* Provided data *
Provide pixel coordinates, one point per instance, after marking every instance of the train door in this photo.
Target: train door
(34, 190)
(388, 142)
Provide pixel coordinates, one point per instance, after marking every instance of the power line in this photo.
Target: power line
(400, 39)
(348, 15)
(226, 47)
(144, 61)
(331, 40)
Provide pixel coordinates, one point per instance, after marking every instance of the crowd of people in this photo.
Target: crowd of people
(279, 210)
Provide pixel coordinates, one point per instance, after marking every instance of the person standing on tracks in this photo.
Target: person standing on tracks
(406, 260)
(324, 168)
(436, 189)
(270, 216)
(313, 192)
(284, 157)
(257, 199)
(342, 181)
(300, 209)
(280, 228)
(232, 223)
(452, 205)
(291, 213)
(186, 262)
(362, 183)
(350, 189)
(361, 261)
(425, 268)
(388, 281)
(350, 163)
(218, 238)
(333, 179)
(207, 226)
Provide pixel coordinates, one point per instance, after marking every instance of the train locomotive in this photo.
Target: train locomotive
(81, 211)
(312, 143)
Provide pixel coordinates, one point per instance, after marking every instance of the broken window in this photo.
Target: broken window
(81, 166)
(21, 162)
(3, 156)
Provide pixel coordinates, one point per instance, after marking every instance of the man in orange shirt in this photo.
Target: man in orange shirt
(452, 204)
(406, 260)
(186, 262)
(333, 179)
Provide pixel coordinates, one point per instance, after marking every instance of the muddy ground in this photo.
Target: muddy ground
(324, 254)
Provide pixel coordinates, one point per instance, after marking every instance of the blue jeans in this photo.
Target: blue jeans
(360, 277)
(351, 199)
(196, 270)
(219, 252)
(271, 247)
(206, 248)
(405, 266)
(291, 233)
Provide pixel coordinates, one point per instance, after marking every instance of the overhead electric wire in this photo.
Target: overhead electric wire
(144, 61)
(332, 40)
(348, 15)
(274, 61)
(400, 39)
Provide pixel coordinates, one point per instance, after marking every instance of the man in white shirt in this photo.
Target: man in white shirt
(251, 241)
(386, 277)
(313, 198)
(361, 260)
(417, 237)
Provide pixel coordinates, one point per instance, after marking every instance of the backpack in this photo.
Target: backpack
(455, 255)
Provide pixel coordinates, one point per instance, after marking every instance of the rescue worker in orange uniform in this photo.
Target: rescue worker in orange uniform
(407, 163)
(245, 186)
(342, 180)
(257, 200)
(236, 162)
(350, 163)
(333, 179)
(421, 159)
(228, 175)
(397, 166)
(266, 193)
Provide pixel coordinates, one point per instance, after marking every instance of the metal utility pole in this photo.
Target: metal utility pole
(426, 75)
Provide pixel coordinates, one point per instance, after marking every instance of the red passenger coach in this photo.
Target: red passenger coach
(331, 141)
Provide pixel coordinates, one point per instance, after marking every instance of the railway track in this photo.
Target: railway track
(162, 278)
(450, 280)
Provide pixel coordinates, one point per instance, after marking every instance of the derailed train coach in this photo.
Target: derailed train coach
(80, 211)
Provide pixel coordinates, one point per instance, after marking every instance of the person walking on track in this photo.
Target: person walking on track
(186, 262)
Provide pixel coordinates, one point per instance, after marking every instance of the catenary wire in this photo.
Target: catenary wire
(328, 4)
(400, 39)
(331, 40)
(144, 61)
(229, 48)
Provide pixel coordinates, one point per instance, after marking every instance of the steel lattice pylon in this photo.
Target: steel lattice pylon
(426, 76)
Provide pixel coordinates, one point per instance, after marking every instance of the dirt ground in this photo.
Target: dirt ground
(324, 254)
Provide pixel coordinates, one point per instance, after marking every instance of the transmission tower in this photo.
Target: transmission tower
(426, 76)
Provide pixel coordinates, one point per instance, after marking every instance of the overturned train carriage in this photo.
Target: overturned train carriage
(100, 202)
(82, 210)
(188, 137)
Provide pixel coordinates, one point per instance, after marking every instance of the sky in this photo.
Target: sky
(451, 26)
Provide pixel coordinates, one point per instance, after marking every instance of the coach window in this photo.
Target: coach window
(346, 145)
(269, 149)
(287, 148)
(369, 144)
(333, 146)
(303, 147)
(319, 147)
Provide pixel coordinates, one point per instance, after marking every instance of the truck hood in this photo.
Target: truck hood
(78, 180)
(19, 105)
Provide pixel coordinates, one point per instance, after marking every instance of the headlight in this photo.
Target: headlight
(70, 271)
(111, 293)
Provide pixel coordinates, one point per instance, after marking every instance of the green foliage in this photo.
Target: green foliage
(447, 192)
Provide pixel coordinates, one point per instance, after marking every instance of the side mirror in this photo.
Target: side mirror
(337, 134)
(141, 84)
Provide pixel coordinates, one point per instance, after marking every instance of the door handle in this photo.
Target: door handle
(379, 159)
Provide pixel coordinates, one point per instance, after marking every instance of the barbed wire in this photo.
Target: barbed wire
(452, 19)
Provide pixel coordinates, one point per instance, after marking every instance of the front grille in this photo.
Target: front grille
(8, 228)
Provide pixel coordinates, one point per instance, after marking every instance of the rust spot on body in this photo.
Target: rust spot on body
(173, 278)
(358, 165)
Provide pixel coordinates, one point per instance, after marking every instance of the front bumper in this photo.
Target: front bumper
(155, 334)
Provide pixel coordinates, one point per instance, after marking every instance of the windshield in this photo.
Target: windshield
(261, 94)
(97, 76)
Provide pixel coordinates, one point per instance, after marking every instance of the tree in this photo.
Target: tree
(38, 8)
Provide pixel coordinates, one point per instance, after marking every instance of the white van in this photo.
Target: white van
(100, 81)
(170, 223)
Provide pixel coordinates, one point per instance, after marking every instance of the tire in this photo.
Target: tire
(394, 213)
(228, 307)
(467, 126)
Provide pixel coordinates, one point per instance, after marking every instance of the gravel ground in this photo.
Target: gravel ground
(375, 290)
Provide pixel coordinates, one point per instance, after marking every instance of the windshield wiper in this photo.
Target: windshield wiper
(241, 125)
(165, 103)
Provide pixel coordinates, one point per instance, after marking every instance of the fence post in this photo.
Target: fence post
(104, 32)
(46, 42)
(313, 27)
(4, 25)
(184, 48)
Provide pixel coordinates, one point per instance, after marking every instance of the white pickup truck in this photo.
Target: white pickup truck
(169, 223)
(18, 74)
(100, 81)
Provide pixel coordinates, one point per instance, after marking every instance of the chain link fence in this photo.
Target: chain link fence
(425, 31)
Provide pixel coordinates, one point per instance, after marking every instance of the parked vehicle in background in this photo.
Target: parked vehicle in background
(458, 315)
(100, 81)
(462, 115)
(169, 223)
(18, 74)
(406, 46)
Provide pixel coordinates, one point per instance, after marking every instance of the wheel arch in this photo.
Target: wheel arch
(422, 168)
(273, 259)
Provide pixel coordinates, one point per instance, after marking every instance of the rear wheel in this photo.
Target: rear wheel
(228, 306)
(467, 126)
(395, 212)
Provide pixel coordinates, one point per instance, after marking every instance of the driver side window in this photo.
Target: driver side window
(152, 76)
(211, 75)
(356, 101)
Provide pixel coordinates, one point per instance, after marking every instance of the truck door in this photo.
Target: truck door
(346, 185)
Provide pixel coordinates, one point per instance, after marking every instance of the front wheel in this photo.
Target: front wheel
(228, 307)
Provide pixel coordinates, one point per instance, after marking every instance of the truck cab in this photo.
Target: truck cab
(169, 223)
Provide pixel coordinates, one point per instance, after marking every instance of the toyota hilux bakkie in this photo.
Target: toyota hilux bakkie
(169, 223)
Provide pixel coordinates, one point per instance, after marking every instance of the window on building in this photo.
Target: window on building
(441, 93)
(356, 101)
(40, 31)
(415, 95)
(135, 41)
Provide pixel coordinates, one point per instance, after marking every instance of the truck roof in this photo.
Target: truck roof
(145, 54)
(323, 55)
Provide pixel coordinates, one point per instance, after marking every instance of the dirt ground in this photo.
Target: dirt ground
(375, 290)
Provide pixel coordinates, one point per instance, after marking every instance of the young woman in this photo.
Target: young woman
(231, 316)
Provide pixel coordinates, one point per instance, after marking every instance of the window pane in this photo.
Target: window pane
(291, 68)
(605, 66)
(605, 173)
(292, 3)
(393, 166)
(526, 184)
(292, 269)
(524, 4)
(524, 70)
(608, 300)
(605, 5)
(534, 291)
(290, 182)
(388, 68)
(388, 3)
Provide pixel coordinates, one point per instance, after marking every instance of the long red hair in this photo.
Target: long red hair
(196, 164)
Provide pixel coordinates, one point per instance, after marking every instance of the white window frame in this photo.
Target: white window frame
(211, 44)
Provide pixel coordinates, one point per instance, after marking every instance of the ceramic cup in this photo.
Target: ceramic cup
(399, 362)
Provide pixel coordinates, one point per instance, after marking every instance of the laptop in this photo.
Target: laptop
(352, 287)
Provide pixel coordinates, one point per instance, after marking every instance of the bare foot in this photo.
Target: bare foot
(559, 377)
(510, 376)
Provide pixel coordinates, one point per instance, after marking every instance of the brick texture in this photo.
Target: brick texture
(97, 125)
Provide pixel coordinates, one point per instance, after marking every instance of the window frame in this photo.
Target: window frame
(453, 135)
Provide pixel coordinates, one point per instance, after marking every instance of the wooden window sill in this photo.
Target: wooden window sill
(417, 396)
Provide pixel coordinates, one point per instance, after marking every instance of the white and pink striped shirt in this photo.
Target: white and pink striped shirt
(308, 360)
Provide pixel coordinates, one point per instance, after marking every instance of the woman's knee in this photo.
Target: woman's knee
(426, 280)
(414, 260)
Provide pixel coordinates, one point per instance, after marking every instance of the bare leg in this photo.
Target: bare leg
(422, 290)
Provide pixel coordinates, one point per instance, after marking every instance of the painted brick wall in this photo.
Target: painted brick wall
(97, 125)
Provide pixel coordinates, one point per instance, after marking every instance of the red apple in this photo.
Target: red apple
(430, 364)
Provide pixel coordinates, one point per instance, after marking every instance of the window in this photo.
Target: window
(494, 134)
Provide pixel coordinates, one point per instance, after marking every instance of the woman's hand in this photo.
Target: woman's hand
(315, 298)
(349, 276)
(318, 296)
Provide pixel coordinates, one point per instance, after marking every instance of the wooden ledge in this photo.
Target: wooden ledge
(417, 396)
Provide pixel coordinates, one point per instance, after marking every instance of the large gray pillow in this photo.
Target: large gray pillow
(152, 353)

* Description of the task *
From the records above, transcribe without alteration every line from the one with "Target: bare foot" to the one with "the window frame in this photo.", inclusive.

* Written response *
Target: bare foot
(559, 377)
(510, 376)
Provide pixel coordinates, one point per instance, after marking every instance of the brick texture in this photo.
Target: brick texture
(97, 125)
Provide pixel coordinates, one point per instance, after marking every instance of the window frame in this photo.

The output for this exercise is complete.